─── PROVIDED TEXT

Mehmet Can Farsak • Jun 13

The compositional escape angle is fascinating — individual steps being valid while the trajectory violates intent. That's essentially what happens when an agent lacks mode discipline: every tool call is individually legitimate, but the sequence shows the agent was in execution mode when it should have been in analysis.

I built Brainstorm-Mode (mehmetcanfarsak on GitHub) that uses PreToolUse hooks to enforce mode boundaries — divergent, actionable, academic — essentially a sequence-level guardrail that prevents execution drift before it compounds. Different angle than a purpose gate, but same underlying problem.

Self-Correcting Systems • Jun 13

I appreciate this, and mode discipline is a good frame for the same failure shape.

i see the distinction like this: a mode guard asks whether the agent is in the right
operating posture before the tool call. a purpose or composition gate asks whether the
action and the trajectory remain inside the mandate after the calls start composing.

those layers stack. pretooluse hooks can prevent execution drift early, before it
compounds. the trajectory gate is the later receipt: given what actually happened across
the sequence, did the composed state stay inside the boundary?

so brainstorm-mode sounds upstream of claim-30, not opposed to it. mode discipline before
action, composition receipts after action. both are trying to stop a clean-looking
sequence from becoming the wrong kind of work.

mote • Jun 18

This hits on something I've been staring at for months. The sequence-as-attack pattern is nasty because most memory systems are trained on "what happened" not "why it happened." If an agent remembers every step was individually permitted, it replays the chain faithfully — and the judgment layer that should catch it runs on the same corrupted context.

One thing the paper doesn't address: does the attack success rate change if you split memory into separate judgment and event stores? If the judgment module queries stored facts rather than replaying the full episodic log, the sequence might lose the coherence that makes it dangerous.

Have you tested this against architectures where the memory is sharded by access pattern rather than timestamp?

──────

THINGS TO DO:
[1] Please reproduce the passage of the thread on agent guardrails from "Mehmet Can Farsak" up to and including "same underlying problem.".
[2] According to the thread on agent guardrails, why is the sequence-as-attack pattern so hard to catch? Answer in one to three sentences.
[3] Extend the thread on agent guardrails beyond its final post.

─── EXTRACTED INFORMATION

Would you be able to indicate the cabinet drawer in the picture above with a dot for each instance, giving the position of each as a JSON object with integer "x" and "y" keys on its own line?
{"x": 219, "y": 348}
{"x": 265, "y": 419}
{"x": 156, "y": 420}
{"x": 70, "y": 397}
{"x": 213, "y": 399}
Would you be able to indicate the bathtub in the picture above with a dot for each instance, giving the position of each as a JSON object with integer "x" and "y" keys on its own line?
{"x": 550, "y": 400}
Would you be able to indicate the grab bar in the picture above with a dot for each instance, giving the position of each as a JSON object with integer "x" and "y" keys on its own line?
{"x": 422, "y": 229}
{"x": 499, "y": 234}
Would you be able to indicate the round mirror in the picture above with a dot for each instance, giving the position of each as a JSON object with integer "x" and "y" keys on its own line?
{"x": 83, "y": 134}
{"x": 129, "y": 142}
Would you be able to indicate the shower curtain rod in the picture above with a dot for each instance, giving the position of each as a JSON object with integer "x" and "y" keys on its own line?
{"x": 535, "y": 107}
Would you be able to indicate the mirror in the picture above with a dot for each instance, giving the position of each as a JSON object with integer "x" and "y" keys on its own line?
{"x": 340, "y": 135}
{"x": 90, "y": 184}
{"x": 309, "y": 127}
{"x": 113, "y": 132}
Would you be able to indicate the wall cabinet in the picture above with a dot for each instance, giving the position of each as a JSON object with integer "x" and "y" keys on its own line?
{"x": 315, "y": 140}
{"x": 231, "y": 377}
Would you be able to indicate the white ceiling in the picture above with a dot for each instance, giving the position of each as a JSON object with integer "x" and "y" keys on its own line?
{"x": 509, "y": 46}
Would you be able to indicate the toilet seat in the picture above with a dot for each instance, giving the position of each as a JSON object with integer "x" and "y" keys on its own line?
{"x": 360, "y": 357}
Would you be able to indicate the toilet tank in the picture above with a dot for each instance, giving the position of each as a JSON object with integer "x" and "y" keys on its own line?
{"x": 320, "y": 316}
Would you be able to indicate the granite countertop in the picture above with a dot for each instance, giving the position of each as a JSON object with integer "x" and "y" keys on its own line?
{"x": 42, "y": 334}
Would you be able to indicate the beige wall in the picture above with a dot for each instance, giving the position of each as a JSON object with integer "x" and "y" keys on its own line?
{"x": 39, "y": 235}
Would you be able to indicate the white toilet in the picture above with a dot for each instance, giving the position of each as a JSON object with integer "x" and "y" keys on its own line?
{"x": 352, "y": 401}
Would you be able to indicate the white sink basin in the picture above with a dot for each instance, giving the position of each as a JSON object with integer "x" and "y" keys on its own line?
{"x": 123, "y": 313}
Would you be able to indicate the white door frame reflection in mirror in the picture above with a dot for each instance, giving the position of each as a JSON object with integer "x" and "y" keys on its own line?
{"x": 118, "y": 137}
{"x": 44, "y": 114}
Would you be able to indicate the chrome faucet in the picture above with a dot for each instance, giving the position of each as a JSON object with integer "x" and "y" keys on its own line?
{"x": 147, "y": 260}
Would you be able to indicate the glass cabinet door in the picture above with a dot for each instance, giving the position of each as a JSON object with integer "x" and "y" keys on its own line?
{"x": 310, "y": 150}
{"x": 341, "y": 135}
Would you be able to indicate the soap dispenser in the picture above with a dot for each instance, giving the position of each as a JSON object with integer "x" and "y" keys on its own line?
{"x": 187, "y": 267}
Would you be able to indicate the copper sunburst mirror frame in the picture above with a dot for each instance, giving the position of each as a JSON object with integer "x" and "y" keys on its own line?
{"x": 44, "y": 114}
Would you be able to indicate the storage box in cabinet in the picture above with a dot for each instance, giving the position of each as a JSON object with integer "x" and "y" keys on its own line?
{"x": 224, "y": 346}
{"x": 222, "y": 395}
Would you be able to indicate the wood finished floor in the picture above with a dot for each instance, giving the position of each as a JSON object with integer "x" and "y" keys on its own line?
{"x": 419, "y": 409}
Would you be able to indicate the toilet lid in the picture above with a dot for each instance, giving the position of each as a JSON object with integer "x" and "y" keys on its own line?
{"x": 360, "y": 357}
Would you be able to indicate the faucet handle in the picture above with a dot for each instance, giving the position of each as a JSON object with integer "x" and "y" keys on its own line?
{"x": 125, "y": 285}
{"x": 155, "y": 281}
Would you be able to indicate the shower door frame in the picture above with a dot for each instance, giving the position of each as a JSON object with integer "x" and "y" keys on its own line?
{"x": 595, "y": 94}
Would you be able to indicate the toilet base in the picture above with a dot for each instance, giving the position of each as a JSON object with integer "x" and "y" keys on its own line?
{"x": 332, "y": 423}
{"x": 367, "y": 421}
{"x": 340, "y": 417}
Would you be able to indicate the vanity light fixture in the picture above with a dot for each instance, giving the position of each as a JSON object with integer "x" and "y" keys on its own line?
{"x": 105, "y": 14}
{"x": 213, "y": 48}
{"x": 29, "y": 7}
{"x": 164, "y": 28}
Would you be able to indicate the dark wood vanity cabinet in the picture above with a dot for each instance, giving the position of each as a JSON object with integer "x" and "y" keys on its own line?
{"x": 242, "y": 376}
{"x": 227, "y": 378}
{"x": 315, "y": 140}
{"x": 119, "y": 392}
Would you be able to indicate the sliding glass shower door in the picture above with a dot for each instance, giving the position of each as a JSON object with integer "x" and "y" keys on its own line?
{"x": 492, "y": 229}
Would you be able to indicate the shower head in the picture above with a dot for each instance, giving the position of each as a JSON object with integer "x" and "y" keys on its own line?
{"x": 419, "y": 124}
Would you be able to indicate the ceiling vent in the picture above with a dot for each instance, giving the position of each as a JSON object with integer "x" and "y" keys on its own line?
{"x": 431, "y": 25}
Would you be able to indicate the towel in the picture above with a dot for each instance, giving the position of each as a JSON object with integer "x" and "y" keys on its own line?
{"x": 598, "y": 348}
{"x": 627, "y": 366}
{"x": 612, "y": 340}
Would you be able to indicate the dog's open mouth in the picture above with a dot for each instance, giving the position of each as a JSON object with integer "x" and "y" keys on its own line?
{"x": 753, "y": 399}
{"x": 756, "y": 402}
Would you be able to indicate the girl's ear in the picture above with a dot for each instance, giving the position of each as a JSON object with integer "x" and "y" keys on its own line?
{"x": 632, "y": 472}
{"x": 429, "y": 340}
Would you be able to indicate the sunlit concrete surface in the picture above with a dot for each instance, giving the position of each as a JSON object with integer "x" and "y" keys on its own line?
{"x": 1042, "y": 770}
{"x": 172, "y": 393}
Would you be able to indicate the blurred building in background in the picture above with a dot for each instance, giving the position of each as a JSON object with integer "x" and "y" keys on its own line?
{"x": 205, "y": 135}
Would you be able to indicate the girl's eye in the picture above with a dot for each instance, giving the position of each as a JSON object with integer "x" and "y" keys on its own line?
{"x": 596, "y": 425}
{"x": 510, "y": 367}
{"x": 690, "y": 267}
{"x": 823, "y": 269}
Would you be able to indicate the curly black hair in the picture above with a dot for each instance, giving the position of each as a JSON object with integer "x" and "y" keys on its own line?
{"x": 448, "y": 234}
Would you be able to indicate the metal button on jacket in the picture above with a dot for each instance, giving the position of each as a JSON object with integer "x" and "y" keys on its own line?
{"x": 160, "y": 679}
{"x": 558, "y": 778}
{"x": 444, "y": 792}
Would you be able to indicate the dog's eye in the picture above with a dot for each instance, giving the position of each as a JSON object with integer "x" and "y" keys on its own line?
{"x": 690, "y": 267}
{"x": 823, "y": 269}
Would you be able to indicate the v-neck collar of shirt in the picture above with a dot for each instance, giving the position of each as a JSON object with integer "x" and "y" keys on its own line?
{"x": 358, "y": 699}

──────

ANSWERS TO THE PROBLEMS:
[1]
Mehmet Can Farsak • Jun 13

The compositional escape angle is fascinating — individual steps being valid while the trajectory violates intent. That's essentially what happens when an agent lacks mode discipline: every tool call is individually legitimate, but the sequence shows the agent was in execution mode when it should have been in analysis.

I built Brainstorm-Mode (mehmetcanfarsak on GitHub) that uses PreToolUse hooks to enforce mode boundaries — divergent, actionable, academic — essentially a sequence-level guardrail that prevents execution drift before it compounds. Different angle than a purpose gate, but same underlying problem.

[2] Most memory systems are trained on what happened rather than why it happened. An agent that remembers every step as individually permitted replays the chain faithfully. The judgment layer that should catch it runs on the same corrupted context.

[3]
Self-Correcting Systems • Jun 18

This is a sharp framing and you're aiming right at the soft spot. honest answer
first: no, i haven't tested memory-architecture variants. my gate reads the
trajectory, i never varied the store, so the access-pattern-versus-timestamp
sharding question is genuinely open and i won't claim on it.

but there's a tension worth naming in the proposal. splitting judgment from the
event store is the right instinct for one reason, the judge shouldn't run on context
the agent can corrupt, which is the exact thing i keep hitting from the
authorization side: the verifier can't live inside the thing it's verifying. the
catch is that if the judgment module queries stored summary facts instead of reading
the trajectory, you might protect it from corruption and blind it to the attack at
the same time, because the accumulation class lives in the fold across the whole
sequence. lose the fold and you lose the only thing that catches it.

so i don't think it comes down to "query facts versus replay the log." the move that
holds is recomputing the aggregate from authenticated events, with the judge's
rules and authority sitting outside the event store. that's what CLAIM-31 does, it
recomputes the running total and every close from the operation log, but the rules
are frozen outside it and there's no model judgment in the verdict. separate
authority, shared authenticated substrate.

and on the sharding key, my hunch is it's class-dependent. the join and lineage
escapes might surface cleanly under access-pattern sharding. but the accumulation
escape is inherently temporal, the danger is the order and the running sum, so
timestamp ordering still has to be reconstructable for that one. i'd genuinely like
to see someone run that experiment though.

VoltageGPU • Jun 17

Interesting take on the distinction between permission and purpose—especially in the context of AI memory access. In secure computing, we often see similar issues where each individual memory access is allowed by policy, but the overall pattern reveals sensitive data. It's a challenge we face when designing secure enclaves for machine learning workloads.

Self-Correcting Systems • Jun 17

that parallel is the part I find most telling, that the exact same shape shows up in
secure enclaves, in authorization, and in detection, independently, none of us
borrowing from the others. each access allowed by policy, the pattern across them
being the actual leak. it's a non-local property, and almost every defense we build
is local, one access, one step, one call at a time. curious how you handle it on the
enclave side, access-pattern obfuscation, or something that reads the aggregate
before it lets the workload proceed?

Manuel Bruña • Jun 15

This is why per-step allow lists age badly. Each action can be valid alone while the sequence becomes extraction, escalation, or laundering. Agent safety needs sequence-level state, not only a gate around each isolated tool call.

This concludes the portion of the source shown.